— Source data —
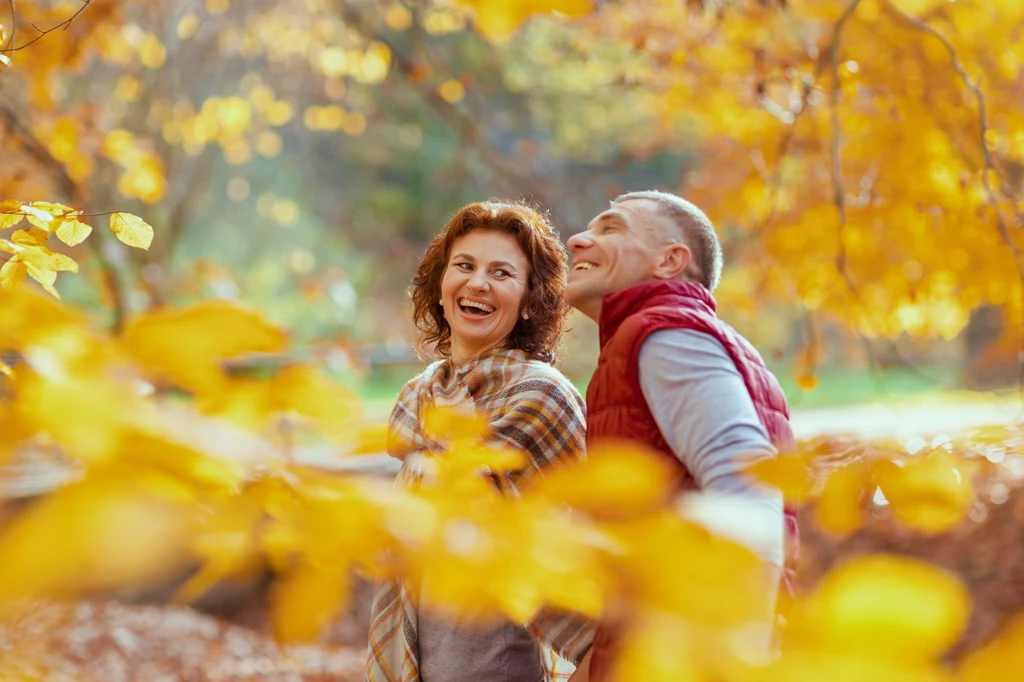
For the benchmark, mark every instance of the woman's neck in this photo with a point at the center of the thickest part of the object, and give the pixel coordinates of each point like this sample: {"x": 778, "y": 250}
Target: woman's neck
{"x": 462, "y": 354}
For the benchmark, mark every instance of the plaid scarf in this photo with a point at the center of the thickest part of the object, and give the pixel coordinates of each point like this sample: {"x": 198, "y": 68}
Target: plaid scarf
{"x": 532, "y": 408}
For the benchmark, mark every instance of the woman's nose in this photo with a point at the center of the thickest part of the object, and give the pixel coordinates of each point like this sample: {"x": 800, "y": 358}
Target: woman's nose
{"x": 478, "y": 282}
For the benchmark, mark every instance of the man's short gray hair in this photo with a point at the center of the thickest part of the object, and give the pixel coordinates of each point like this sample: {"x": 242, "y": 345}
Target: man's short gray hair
{"x": 698, "y": 233}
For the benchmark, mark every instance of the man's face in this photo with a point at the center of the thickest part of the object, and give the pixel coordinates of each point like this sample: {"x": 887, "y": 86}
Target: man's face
{"x": 620, "y": 248}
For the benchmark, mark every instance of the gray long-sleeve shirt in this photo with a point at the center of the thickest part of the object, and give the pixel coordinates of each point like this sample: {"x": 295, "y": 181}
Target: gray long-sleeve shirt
{"x": 705, "y": 413}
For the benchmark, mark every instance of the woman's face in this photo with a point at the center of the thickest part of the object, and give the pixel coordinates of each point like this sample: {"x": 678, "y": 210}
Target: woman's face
{"x": 482, "y": 291}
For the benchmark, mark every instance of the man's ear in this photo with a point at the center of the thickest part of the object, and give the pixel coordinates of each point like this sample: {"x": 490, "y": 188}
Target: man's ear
{"x": 673, "y": 262}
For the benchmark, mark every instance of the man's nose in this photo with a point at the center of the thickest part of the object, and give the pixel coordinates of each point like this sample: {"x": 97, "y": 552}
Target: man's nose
{"x": 580, "y": 241}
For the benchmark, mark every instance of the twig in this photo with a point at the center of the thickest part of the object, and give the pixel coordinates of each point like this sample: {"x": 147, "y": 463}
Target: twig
{"x": 839, "y": 194}
{"x": 974, "y": 86}
{"x": 70, "y": 188}
{"x": 62, "y": 26}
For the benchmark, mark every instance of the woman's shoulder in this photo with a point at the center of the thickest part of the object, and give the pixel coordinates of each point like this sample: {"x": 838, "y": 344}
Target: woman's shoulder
{"x": 549, "y": 377}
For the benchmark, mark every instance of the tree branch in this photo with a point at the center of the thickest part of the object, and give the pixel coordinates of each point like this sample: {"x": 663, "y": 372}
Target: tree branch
{"x": 62, "y": 26}
{"x": 452, "y": 116}
{"x": 70, "y": 188}
{"x": 974, "y": 86}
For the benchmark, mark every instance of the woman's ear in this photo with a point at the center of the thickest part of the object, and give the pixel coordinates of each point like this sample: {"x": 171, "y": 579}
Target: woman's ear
{"x": 673, "y": 262}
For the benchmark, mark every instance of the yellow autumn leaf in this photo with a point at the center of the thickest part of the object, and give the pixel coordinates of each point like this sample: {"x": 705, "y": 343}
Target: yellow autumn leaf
{"x": 883, "y": 607}
{"x": 10, "y": 213}
{"x": 498, "y": 19}
{"x": 73, "y": 231}
{"x": 790, "y": 472}
{"x": 32, "y": 237}
{"x": 94, "y": 535}
{"x": 681, "y": 567}
{"x": 131, "y": 229}
{"x": 225, "y": 542}
{"x": 46, "y": 278}
{"x": 12, "y": 273}
{"x": 807, "y": 381}
{"x": 931, "y": 493}
{"x": 842, "y": 508}
{"x": 188, "y": 345}
{"x": 309, "y": 393}
{"x": 305, "y": 600}
{"x": 45, "y": 214}
{"x": 28, "y": 317}
{"x": 617, "y": 478}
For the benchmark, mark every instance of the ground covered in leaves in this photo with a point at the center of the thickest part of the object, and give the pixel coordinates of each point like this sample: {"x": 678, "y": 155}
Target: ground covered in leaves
{"x": 116, "y": 642}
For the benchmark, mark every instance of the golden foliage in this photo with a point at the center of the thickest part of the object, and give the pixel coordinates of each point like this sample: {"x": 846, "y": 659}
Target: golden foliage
{"x": 161, "y": 484}
{"x": 30, "y": 256}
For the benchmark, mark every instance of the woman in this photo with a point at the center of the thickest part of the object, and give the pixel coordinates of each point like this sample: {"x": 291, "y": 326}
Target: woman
{"x": 488, "y": 298}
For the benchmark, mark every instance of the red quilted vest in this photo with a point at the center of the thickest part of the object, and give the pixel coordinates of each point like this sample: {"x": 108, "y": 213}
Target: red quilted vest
{"x": 615, "y": 406}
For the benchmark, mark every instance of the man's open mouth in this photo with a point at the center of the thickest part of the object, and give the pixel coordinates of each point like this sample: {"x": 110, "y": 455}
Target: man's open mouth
{"x": 474, "y": 308}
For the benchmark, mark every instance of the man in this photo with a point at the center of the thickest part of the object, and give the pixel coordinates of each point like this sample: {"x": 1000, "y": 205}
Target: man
{"x": 672, "y": 375}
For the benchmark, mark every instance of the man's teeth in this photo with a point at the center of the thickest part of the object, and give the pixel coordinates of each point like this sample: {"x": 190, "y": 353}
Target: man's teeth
{"x": 475, "y": 304}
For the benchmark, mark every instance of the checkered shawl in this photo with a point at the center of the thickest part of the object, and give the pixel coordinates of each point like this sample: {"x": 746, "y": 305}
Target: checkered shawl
{"x": 532, "y": 408}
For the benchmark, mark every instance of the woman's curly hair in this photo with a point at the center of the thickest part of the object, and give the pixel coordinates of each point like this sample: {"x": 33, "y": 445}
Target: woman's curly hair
{"x": 541, "y": 334}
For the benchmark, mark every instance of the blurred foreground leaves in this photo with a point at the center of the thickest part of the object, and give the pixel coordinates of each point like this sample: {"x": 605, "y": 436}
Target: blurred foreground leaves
{"x": 180, "y": 466}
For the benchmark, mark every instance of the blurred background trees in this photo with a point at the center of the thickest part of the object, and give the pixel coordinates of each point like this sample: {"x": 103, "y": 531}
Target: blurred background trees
{"x": 861, "y": 159}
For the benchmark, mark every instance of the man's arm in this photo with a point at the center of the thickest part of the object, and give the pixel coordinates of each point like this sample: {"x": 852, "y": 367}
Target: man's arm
{"x": 705, "y": 413}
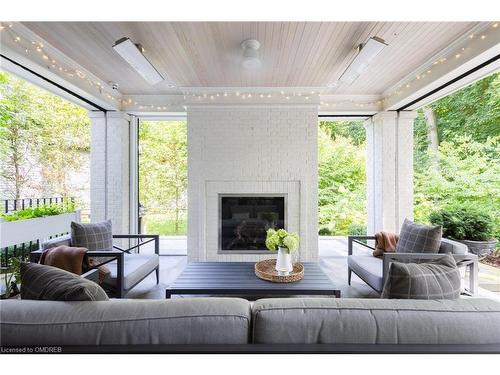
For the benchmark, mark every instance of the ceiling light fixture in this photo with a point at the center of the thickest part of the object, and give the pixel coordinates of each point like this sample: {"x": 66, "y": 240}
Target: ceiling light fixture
{"x": 251, "y": 58}
{"x": 134, "y": 55}
{"x": 366, "y": 53}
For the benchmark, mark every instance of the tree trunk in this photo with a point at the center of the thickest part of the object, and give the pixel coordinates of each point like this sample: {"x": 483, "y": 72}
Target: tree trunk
{"x": 432, "y": 136}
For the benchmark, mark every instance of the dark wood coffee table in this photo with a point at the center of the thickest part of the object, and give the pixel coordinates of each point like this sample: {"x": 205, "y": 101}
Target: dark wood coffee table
{"x": 238, "y": 278}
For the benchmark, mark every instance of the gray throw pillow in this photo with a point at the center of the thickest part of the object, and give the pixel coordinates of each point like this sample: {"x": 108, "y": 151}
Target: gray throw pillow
{"x": 42, "y": 282}
{"x": 438, "y": 279}
{"x": 418, "y": 238}
{"x": 94, "y": 237}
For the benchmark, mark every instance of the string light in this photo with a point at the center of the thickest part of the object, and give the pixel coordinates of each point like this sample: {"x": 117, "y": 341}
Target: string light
{"x": 441, "y": 60}
{"x": 70, "y": 72}
{"x": 37, "y": 46}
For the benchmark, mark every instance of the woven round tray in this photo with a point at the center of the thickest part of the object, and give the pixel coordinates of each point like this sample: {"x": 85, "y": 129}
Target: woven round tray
{"x": 265, "y": 269}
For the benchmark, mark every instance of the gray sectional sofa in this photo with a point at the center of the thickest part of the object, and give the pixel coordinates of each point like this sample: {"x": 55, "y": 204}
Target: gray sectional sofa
{"x": 267, "y": 325}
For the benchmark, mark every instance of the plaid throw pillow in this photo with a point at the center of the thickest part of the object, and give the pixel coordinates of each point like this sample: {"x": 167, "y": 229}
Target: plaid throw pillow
{"x": 439, "y": 279}
{"x": 417, "y": 238}
{"x": 54, "y": 284}
{"x": 94, "y": 237}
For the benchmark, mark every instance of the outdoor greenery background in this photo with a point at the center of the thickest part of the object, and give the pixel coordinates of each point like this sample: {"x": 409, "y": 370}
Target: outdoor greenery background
{"x": 44, "y": 143}
{"x": 45, "y": 140}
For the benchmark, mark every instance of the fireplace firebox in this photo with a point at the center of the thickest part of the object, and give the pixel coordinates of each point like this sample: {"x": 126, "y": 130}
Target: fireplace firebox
{"x": 244, "y": 220}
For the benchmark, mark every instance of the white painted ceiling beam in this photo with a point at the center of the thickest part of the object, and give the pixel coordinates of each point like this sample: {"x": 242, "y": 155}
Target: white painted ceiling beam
{"x": 21, "y": 45}
{"x": 479, "y": 45}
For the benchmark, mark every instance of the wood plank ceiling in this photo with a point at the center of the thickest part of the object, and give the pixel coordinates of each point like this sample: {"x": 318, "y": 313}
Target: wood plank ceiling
{"x": 208, "y": 54}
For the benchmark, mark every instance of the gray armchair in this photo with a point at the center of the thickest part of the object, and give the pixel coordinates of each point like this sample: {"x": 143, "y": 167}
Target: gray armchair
{"x": 128, "y": 267}
{"x": 373, "y": 271}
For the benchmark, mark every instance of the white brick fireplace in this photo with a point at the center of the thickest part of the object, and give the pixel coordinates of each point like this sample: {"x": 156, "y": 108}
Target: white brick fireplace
{"x": 251, "y": 149}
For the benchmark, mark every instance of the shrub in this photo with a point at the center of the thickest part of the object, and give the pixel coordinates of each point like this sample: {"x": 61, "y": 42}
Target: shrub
{"x": 40, "y": 211}
{"x": 325, "y": 231}
{"x": 357, "y": 230}
{"x": 464, "y": 222}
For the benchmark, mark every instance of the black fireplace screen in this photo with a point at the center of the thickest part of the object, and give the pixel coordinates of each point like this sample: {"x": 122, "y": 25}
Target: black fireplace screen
{"x": 244, "y": 220}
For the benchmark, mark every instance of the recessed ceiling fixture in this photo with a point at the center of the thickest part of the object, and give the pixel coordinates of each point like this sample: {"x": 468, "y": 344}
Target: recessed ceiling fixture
{"x": 251, "y": 58}
{"x": 134, "y": 55}
{"x": 366, "y": 53}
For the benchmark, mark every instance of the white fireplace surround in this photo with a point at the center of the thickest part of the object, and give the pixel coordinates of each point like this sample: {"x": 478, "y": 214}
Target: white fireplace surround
{"x": 291, "y": 189}
{"x": 245, "y": 150}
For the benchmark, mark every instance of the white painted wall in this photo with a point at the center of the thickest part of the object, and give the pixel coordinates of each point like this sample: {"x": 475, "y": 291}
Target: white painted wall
{"x": 109, "y": 169}
{"x": 389, "y": 147}
{"x": 251, "y": 149}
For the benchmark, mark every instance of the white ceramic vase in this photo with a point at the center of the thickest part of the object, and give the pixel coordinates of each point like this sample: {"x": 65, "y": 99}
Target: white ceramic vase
{"x": 284, "y": 262}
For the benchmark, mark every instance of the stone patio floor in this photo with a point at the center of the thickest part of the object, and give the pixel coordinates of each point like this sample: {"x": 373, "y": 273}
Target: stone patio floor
{"x": 333, "y": 260}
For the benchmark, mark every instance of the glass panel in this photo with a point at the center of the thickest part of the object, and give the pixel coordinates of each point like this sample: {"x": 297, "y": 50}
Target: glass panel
{"x": 244, "y": 220}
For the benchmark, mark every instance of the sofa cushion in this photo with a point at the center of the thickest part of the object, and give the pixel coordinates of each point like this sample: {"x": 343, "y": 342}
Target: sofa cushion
{"x": 437, "y": 279}
{"x": 50, "y": 283}
{"x": 93, "y": 236}
{"x": 125, "y": 322}
{"x": 418, "y": 238}
{"x": 375, "y": 321}
{"x": 135, "y": 267}
{"x": 452, "y": 247}
{"x": 368, "y": 268}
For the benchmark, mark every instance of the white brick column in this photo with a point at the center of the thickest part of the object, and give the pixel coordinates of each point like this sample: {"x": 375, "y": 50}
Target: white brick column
{"x": 109, "y": 169}
{"x": 389, "y": 146}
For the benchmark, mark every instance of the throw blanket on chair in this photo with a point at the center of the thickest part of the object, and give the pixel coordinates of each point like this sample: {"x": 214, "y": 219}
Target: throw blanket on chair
{"x": 72, "y": 259}
{"x": 385, "y": 242}
{"x": 67, "y": 258}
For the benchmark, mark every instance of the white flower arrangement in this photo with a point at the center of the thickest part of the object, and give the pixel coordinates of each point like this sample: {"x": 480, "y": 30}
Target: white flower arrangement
{"x": 281, "y": 238}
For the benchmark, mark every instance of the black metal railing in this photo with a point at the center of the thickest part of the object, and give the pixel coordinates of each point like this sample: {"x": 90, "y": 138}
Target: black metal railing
{"x": 11, "y": 205}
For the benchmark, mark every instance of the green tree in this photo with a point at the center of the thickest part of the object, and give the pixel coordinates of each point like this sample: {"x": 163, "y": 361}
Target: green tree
{"x": 163, "y": 169}
{"x": 40, "y": 133}
{"x": 342, "y": 178}
{"x": 18, "y": 133}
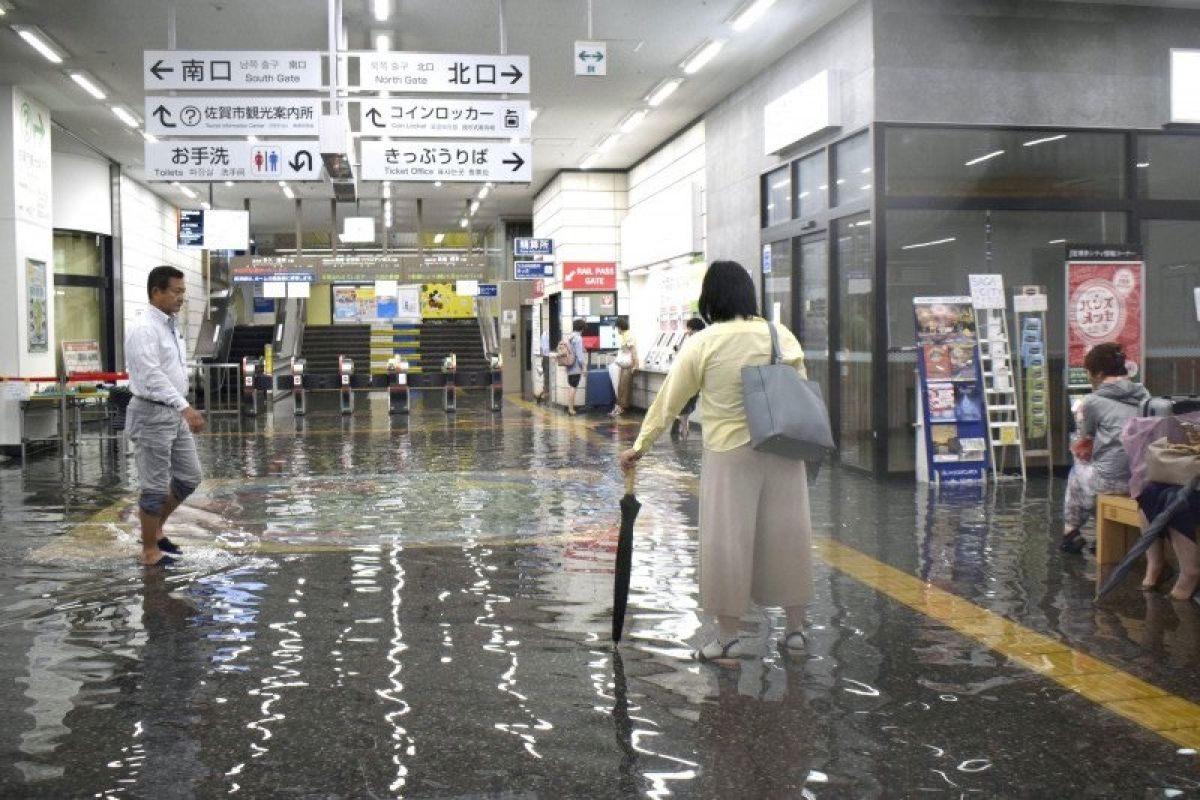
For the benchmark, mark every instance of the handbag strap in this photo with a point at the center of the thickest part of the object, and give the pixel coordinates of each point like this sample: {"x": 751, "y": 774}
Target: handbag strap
{"x": 775, "y": 358}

— THE TASK —
Copy out, word for word, the lines of the material above that begin with the line containing "For the benchmark, mark every instance of the white brick column" and end with the line containing "Target: white brick column".

— EXERCISE OUTPUT —
For the benchmark, mark every instance of the white brick column in this photo with a point at the center of the thickest part of the object, and give the pixel coordinates of each point like this sample: {"x": 375, "y": 50}
Target: white brick column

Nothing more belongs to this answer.